━━━ Given entries

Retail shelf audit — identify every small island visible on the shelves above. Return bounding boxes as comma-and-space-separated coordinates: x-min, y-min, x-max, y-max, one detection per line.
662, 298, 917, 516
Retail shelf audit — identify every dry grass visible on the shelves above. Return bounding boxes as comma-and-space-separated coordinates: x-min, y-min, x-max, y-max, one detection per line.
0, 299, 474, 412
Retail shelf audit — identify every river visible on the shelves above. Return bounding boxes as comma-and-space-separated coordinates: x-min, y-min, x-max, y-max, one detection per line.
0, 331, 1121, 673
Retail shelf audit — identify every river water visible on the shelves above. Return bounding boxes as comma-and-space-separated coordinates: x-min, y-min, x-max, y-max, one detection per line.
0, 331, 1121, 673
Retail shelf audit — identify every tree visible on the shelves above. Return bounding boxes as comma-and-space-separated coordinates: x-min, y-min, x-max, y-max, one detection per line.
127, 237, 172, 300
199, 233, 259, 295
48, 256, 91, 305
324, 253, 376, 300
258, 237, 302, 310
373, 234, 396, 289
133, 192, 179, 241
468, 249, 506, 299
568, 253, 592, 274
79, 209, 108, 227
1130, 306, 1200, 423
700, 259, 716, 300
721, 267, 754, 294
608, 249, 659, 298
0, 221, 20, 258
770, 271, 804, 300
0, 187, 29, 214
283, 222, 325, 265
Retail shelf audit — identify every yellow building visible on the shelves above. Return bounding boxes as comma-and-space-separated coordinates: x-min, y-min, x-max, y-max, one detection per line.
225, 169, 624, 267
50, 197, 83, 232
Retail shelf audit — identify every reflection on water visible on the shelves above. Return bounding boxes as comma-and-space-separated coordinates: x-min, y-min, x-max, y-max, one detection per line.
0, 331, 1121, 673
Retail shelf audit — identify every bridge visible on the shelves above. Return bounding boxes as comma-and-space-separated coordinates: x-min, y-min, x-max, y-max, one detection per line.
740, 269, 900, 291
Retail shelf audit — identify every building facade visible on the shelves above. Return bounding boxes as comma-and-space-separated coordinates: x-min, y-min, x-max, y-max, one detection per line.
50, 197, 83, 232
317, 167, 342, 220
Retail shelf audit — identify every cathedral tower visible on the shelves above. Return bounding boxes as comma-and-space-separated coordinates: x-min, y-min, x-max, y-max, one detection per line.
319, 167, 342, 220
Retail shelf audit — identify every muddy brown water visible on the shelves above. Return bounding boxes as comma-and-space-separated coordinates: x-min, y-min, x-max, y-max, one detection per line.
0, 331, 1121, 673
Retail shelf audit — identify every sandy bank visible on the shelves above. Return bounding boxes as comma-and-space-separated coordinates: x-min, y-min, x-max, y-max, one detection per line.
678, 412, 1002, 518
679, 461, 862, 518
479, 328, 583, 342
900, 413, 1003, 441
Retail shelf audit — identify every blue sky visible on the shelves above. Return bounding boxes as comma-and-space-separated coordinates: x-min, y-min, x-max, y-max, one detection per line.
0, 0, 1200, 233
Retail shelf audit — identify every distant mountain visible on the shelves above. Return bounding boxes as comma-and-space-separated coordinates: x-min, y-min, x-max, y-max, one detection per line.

━━━━━━

What you will do:
Render the data as a numbered list, starting at the line that contains "Retail shelf audit — identify every building" and stopping after the line that contains "317, 167, 342, 220", with blank lines omitted.

Task solution:
1. Retail shelf audit — identify every building facade visible on the shelves above. Return bounding boxes as comma-and-space-separated coordinates: x-min, y-min, x-max, y-max, one detection per line.
2. 50, 197, 83, 232
3. 317, 167, 342, 220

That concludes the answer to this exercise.